CHALLENGE:
Your task is to return the span of lines beginning at the one with "of the brown" and ending at the last line of the data, exactly as it stands.

DATA FOR THE TASK:
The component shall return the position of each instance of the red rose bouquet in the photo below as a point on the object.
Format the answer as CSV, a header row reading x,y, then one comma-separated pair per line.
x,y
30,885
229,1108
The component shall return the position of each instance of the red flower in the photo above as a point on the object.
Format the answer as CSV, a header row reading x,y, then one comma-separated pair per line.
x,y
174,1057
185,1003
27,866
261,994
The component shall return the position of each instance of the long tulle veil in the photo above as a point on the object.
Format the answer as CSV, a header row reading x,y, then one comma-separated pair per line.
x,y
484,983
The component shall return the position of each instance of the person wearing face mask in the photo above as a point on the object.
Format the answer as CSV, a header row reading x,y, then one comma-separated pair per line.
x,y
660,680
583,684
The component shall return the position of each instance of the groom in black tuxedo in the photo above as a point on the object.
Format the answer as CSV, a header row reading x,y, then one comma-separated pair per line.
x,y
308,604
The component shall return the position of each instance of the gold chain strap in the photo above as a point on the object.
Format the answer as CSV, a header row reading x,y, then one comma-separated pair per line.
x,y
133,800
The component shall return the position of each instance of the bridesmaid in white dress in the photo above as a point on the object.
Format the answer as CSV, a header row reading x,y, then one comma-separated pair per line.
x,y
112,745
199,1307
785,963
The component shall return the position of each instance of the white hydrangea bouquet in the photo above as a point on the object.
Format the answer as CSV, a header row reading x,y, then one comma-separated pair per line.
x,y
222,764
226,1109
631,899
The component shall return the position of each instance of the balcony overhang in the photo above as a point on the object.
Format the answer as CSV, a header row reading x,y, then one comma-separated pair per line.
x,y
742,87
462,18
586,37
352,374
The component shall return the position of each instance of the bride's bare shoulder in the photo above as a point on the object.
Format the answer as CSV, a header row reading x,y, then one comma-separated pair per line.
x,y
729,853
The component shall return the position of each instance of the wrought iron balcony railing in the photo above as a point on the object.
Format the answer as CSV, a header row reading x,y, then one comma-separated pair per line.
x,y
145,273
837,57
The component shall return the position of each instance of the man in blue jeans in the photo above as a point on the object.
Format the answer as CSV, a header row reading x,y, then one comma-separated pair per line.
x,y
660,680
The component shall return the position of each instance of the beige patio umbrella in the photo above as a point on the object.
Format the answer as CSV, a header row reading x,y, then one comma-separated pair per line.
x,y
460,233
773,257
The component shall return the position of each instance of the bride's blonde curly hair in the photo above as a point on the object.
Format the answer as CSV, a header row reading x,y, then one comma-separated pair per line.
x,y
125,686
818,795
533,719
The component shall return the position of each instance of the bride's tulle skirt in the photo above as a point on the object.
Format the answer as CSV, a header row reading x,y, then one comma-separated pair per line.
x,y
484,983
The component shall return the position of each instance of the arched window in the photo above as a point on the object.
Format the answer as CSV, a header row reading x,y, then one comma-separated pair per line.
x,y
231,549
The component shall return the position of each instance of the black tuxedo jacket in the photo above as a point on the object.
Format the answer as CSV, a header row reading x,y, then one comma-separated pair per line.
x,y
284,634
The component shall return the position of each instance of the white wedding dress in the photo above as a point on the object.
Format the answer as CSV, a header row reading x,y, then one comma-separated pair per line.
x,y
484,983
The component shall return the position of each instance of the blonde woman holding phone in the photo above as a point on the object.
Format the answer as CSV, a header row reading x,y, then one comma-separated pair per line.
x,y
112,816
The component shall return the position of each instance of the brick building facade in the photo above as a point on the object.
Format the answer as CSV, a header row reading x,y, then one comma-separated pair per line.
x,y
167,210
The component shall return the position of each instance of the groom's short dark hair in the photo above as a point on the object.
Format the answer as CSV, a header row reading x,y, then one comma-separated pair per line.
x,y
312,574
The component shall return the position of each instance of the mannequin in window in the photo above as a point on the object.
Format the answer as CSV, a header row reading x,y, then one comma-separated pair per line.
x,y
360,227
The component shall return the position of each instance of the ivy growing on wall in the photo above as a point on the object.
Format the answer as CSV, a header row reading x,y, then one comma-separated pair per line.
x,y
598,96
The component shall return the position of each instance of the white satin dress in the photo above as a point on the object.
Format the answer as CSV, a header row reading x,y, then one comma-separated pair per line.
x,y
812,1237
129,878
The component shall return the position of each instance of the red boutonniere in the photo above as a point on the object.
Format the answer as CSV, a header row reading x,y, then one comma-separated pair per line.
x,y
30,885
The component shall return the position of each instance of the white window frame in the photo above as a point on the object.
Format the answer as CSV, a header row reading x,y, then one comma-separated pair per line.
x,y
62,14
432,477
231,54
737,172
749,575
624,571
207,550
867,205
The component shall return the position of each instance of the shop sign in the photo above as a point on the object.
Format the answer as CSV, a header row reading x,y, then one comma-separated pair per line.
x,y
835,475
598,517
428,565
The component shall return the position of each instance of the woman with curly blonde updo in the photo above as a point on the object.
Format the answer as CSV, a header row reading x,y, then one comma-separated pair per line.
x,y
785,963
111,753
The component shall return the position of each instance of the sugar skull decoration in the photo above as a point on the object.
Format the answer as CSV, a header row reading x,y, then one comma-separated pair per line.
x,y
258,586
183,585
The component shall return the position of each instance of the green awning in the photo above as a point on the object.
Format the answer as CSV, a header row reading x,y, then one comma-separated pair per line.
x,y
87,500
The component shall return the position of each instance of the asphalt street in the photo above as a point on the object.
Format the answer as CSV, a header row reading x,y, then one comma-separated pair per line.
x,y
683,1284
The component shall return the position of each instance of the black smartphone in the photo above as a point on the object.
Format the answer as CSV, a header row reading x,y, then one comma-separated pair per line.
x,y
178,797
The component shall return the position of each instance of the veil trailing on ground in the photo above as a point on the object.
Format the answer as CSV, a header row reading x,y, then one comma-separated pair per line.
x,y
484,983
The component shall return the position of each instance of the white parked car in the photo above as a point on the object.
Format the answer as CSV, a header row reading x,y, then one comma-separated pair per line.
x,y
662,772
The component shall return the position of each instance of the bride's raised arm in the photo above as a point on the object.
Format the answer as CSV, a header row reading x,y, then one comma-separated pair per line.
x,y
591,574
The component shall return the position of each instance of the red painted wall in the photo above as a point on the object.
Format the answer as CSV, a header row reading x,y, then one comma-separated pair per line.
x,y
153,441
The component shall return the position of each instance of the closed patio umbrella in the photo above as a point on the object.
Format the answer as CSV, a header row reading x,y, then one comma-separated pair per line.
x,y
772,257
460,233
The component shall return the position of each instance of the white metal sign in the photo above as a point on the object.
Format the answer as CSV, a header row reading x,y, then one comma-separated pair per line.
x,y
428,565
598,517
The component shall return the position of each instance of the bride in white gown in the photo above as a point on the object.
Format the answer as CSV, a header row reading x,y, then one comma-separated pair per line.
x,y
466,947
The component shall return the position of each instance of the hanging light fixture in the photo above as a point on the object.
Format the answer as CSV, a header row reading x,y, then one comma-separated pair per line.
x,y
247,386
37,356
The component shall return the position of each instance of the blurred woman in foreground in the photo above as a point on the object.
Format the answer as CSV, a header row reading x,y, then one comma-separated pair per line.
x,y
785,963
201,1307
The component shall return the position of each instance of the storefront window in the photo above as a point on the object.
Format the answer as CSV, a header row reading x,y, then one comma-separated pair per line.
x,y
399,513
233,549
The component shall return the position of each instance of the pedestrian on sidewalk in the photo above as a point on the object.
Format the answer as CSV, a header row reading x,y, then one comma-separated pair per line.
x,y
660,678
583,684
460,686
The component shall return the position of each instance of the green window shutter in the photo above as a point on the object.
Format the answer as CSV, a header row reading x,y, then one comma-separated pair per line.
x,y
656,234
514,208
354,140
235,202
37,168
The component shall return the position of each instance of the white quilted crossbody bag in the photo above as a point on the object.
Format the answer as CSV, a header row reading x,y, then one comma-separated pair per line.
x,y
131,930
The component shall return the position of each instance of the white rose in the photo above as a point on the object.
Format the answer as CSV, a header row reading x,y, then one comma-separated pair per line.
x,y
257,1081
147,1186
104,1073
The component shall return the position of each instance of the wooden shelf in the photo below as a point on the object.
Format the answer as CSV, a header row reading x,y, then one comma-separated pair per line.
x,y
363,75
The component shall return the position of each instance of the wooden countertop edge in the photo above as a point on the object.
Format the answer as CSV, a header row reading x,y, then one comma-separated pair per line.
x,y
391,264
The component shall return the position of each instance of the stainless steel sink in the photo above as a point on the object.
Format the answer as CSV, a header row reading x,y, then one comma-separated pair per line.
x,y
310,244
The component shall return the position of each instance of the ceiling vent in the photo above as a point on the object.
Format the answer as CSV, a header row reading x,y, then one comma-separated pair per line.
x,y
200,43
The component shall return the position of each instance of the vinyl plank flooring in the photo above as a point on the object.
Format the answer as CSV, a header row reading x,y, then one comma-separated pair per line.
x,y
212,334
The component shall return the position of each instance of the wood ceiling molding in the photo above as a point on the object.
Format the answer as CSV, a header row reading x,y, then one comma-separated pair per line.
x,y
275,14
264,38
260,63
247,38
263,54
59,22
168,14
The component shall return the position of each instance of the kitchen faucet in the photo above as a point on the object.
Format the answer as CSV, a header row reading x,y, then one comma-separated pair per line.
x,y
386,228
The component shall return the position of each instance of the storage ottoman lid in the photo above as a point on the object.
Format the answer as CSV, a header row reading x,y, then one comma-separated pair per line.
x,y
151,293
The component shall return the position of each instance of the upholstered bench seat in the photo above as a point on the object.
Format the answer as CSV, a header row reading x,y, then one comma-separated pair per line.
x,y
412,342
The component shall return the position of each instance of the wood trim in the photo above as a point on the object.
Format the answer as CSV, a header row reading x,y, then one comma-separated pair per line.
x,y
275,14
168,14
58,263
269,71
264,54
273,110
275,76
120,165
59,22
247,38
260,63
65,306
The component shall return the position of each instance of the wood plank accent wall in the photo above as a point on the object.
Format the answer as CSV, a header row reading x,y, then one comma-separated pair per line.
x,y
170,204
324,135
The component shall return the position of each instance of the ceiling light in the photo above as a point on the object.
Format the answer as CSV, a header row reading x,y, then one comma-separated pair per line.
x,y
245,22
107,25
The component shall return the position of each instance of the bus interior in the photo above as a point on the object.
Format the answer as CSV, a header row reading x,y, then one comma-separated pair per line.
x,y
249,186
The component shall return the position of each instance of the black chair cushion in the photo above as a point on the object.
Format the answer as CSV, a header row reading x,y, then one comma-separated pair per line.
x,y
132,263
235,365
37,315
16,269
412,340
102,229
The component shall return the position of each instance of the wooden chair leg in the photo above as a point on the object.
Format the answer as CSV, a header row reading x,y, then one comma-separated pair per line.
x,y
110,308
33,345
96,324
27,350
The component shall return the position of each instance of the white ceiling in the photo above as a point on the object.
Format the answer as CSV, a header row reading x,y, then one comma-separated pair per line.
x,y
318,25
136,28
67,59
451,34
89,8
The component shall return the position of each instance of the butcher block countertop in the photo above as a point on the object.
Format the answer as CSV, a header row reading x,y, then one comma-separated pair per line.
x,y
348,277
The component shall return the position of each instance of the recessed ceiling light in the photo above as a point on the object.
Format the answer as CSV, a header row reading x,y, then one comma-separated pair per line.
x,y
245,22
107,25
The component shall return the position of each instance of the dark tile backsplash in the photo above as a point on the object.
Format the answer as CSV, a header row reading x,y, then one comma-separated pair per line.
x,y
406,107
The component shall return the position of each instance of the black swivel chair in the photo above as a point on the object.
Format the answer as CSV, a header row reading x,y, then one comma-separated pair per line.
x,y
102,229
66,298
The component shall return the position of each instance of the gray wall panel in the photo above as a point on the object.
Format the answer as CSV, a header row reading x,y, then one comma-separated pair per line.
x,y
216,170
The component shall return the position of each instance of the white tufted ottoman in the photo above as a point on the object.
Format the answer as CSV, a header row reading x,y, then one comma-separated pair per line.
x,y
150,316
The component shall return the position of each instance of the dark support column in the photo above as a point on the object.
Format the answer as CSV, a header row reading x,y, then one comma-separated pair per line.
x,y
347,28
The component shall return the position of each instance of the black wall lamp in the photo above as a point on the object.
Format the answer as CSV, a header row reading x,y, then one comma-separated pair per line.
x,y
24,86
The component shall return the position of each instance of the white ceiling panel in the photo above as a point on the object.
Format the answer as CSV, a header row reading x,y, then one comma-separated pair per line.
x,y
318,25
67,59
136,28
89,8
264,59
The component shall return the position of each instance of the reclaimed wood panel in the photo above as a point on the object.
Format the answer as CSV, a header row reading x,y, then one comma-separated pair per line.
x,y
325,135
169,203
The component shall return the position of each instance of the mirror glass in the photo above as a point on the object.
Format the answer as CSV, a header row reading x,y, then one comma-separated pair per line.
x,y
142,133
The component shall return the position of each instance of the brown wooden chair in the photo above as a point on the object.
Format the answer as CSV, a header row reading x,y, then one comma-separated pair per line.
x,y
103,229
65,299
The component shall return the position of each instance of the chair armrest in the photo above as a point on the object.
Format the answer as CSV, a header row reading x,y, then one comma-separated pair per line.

REPLY:
The component shall return the position of each instance of the brown wooden chair in the photo above as a point on the object.
Format the answer as CSV, a header row reading x,y, then one comma-separated pair per line.
x,y
103,229
65,299
The component shall return the position of each instance of the chair armrest in the photo above as a point on the object.
Format the answer as CSV, a header row reading x,y, then one comma-separated pair per line.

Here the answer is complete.